Aim | Reproduce only the records from the line containing "Could you please locate the dirt" up to and including the line containing "<point>425,578</point>", keeping the requests unchanged. Scale every coordinate in the answers by 2.05 and round to whole numbers, with halves rounded up.

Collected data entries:
--------------------

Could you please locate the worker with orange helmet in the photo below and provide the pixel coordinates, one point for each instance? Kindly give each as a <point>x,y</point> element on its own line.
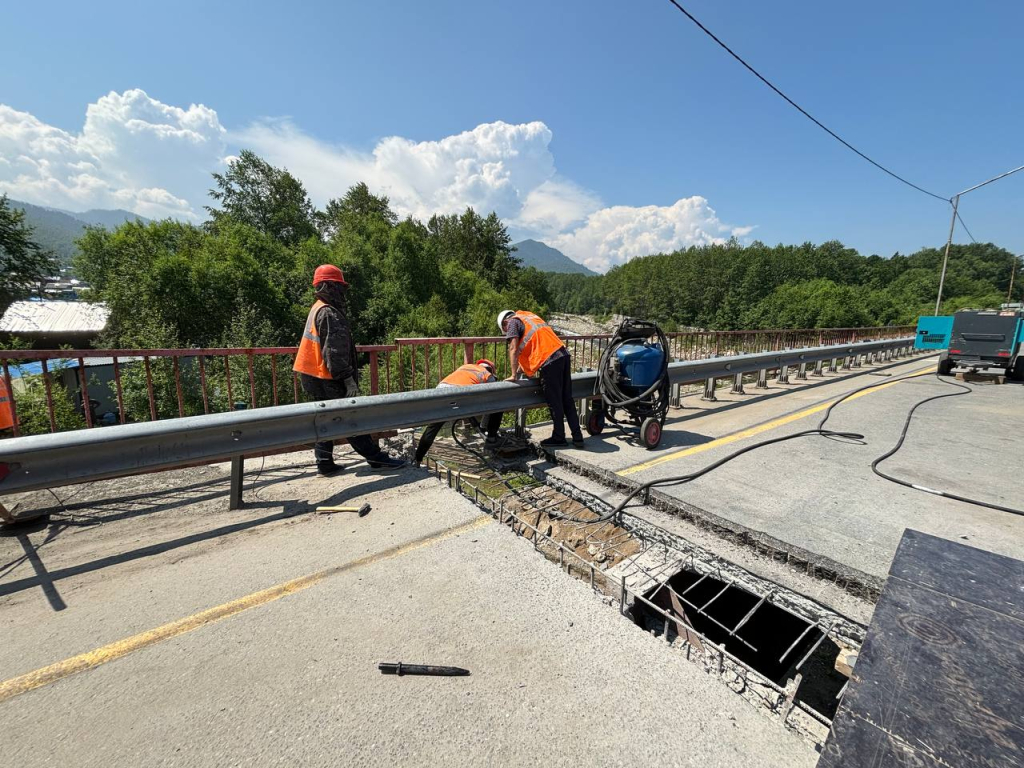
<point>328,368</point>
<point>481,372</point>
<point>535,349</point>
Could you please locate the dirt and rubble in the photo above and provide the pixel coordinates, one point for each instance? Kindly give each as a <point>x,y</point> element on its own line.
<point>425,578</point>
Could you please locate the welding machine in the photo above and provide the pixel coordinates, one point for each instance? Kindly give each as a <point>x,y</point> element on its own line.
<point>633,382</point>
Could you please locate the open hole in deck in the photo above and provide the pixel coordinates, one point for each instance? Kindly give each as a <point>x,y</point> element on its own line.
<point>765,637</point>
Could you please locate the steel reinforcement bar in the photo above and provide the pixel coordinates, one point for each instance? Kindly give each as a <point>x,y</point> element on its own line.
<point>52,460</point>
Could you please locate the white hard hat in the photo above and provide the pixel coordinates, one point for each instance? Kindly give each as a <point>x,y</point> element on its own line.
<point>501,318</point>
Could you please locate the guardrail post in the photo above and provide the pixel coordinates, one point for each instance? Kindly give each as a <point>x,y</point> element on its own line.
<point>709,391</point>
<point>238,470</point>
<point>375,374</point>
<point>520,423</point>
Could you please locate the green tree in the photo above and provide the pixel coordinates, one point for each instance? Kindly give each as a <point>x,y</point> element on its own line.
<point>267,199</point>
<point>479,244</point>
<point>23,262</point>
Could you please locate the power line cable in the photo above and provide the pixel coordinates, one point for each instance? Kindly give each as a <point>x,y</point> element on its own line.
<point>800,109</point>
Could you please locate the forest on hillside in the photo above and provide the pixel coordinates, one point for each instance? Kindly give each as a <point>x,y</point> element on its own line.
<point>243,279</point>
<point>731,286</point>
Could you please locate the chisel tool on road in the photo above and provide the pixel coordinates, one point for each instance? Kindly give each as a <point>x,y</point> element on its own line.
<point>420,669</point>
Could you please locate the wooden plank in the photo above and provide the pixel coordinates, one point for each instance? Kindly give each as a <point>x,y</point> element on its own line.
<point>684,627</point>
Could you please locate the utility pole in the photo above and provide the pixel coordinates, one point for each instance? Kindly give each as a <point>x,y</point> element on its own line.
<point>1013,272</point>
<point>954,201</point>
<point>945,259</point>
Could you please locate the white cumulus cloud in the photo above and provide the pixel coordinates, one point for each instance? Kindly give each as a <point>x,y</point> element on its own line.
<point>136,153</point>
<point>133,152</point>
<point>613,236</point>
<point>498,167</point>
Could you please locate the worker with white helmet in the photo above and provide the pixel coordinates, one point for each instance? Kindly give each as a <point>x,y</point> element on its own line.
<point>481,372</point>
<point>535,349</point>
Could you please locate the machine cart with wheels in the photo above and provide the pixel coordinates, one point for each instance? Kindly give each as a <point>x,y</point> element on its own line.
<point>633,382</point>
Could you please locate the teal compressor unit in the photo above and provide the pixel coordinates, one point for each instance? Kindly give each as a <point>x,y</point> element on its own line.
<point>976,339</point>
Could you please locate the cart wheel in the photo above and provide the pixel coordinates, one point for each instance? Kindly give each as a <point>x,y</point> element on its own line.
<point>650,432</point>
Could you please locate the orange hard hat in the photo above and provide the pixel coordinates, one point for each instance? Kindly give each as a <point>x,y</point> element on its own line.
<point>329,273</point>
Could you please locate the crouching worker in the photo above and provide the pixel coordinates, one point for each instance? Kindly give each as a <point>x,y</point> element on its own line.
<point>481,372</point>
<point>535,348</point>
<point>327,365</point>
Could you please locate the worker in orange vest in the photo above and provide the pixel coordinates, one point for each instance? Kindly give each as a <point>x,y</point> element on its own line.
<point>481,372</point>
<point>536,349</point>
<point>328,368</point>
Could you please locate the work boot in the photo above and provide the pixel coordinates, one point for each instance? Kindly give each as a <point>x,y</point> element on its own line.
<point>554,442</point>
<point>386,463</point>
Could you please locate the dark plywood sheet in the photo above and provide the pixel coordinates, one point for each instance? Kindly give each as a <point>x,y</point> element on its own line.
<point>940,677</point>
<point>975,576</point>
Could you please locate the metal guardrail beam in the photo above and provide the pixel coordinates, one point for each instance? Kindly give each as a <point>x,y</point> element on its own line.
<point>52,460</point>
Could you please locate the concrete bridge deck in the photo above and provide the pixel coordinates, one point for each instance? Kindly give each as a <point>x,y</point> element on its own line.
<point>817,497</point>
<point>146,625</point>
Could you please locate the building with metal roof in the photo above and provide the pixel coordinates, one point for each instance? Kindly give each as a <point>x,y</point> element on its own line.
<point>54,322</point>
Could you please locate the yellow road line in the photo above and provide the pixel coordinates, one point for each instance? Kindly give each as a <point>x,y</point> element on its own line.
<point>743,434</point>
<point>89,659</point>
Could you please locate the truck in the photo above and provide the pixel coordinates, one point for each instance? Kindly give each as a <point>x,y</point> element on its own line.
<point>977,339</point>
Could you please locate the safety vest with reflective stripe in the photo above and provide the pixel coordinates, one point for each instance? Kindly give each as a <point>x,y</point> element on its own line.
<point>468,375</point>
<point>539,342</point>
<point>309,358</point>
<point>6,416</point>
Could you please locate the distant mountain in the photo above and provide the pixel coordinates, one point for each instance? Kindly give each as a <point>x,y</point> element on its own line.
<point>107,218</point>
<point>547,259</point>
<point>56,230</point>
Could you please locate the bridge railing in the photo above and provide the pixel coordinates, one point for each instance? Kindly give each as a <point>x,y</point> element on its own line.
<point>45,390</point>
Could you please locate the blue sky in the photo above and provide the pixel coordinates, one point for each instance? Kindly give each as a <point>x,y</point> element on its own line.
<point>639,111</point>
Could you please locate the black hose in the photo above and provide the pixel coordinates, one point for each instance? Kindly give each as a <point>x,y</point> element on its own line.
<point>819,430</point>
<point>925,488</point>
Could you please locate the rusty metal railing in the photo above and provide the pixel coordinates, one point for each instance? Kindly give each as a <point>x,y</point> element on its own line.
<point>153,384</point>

--------------------

Answer |
Could you please locate the dirt and rubble in the photo above and provide the pixel coordinates, one point for each instance? Kindly give each as a <point>x,y</point> element on its own line.
<point>871,1185</point>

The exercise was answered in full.